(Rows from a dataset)

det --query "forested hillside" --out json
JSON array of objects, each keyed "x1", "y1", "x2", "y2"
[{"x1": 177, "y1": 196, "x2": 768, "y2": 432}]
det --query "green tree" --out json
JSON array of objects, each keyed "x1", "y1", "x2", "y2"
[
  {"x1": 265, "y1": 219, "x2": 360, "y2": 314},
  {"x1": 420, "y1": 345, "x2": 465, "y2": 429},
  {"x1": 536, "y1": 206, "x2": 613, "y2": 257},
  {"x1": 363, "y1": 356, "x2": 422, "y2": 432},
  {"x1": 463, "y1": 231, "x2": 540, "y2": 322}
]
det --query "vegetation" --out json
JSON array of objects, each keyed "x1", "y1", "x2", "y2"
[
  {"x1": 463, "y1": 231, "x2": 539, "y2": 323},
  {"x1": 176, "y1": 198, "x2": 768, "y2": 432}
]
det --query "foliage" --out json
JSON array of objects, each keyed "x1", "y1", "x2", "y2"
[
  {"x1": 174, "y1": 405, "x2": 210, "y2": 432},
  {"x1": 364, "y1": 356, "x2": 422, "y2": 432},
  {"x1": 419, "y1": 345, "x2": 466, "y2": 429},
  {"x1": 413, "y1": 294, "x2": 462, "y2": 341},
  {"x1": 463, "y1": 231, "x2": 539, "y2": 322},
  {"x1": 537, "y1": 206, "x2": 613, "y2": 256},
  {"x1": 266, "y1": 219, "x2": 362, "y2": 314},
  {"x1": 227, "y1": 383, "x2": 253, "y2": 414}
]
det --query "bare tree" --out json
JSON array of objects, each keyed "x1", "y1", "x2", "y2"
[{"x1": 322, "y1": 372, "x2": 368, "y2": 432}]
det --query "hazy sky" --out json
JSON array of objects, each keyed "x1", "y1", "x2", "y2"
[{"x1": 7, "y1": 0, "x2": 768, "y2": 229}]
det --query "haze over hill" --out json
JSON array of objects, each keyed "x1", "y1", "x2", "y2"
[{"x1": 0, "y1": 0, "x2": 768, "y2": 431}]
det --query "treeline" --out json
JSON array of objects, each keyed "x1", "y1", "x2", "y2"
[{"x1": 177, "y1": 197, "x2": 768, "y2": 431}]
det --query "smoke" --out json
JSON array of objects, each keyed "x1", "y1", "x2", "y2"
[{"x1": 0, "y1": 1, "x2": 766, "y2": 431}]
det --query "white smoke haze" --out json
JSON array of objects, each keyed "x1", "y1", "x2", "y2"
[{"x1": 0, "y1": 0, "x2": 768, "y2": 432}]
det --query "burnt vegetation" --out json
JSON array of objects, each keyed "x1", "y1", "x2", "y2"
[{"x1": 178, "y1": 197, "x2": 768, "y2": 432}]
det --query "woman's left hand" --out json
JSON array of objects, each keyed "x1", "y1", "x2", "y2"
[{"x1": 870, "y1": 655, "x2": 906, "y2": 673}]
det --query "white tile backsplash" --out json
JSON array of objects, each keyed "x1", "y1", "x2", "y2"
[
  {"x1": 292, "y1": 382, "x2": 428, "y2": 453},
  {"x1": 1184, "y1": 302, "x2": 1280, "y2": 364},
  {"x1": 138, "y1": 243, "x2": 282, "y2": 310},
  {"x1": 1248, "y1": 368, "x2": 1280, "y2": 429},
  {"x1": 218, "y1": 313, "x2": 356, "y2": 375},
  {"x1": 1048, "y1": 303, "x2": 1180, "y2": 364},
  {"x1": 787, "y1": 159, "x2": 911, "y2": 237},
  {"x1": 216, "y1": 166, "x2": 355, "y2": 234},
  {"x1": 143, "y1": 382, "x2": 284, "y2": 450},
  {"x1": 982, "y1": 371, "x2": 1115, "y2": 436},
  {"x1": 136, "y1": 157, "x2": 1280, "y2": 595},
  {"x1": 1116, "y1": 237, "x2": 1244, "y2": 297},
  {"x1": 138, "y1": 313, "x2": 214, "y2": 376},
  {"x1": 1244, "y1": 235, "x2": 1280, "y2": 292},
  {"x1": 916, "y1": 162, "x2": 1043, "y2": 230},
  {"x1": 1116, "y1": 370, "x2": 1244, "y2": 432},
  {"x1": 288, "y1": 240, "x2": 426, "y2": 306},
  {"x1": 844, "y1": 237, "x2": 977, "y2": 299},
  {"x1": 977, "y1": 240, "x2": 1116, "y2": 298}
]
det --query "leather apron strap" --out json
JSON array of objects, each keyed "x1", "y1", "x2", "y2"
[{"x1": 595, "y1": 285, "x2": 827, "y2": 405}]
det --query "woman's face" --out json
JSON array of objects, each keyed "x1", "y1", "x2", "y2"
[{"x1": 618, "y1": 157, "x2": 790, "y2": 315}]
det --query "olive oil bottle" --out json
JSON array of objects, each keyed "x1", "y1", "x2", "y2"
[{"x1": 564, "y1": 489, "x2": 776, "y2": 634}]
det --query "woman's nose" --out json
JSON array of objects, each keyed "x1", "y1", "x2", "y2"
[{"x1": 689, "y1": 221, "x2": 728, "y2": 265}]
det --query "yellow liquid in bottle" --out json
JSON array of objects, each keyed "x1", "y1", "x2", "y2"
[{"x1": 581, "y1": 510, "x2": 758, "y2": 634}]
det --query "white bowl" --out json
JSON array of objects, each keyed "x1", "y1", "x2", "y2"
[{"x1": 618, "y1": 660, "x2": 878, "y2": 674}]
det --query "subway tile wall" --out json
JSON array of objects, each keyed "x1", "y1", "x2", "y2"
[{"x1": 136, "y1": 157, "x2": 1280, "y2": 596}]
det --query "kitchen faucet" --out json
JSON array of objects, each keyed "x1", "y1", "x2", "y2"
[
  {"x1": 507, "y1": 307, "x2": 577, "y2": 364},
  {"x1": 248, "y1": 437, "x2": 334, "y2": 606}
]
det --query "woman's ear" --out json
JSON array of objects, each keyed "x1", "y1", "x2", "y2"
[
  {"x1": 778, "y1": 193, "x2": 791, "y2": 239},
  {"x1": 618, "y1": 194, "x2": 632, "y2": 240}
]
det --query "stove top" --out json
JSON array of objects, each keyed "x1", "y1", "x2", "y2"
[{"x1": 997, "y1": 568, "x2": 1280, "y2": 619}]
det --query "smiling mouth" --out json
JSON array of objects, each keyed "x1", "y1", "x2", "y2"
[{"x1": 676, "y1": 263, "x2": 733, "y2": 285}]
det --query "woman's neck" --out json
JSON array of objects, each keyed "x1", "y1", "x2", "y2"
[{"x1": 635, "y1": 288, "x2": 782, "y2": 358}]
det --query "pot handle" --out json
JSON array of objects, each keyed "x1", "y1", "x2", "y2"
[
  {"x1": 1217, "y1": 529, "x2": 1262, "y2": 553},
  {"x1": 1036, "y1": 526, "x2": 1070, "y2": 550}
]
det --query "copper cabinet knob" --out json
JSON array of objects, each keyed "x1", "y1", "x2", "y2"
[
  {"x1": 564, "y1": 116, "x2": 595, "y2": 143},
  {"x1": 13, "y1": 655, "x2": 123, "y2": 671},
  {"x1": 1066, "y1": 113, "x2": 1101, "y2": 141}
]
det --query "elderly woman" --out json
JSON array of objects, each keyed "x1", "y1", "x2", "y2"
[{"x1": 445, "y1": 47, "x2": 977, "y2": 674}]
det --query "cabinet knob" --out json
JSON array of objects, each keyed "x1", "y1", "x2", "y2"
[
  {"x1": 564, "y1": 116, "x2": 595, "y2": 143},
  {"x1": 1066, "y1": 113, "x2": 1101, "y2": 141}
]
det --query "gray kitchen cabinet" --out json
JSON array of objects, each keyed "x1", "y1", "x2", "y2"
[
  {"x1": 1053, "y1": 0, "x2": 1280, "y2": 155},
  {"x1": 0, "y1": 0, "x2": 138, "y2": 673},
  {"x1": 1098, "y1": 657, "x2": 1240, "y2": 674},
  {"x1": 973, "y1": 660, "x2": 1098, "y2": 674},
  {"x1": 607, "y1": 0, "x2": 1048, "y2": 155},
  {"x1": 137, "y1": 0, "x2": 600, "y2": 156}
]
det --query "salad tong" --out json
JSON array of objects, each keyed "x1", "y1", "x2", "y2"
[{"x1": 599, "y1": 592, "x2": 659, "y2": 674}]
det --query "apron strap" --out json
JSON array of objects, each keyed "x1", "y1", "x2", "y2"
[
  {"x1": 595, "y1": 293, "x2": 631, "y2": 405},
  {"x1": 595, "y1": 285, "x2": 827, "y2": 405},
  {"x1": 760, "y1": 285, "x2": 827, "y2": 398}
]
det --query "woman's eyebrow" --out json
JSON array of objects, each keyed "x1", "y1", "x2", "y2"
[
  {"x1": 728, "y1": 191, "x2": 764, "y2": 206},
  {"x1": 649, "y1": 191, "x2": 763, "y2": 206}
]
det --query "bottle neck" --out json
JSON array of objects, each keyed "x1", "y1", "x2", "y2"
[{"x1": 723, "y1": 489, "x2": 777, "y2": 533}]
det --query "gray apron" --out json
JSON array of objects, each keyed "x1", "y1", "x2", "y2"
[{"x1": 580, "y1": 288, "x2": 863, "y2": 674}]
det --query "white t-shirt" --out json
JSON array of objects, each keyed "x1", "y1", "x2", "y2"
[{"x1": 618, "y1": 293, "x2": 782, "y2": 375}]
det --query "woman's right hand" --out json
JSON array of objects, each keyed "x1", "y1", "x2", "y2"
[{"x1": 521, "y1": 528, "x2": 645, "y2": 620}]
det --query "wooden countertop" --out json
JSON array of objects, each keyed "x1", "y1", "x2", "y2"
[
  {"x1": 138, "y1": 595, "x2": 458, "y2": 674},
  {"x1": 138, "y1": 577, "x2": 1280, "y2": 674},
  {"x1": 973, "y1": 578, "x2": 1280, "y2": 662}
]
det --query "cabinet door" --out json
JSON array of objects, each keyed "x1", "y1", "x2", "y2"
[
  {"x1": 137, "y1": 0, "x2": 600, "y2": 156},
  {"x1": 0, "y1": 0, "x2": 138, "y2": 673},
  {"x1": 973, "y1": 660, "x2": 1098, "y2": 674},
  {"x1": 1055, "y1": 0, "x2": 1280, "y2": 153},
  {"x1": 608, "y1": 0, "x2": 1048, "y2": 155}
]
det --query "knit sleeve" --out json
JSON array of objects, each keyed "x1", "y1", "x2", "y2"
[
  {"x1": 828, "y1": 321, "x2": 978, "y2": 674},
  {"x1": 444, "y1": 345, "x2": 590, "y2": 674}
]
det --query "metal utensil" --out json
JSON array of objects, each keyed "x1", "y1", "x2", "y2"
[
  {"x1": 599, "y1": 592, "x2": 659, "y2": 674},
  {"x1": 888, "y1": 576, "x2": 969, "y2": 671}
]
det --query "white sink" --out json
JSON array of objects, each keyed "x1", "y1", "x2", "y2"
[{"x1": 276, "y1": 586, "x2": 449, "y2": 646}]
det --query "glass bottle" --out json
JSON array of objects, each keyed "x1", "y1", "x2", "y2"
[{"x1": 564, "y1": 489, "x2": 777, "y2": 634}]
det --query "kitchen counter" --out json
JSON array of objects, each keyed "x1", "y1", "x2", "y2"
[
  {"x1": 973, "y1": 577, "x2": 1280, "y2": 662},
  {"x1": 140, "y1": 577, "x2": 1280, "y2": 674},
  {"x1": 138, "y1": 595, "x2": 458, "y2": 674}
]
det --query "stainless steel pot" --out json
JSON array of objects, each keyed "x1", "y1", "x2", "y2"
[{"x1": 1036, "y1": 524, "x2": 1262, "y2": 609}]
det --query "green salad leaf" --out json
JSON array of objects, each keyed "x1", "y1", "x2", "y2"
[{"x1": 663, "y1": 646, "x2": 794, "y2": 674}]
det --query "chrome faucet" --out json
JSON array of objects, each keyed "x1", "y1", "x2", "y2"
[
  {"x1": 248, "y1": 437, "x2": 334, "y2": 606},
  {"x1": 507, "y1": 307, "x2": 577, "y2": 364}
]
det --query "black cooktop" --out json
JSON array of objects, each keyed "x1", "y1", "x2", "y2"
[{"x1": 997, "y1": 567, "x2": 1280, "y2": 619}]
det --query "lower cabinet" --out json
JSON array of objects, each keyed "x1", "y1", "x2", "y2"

**DIRECTION:**
Count the lines in the entries above that contain the string "cabinet" and give only that number.

**ANSWER TO THE PROBLEM:**
5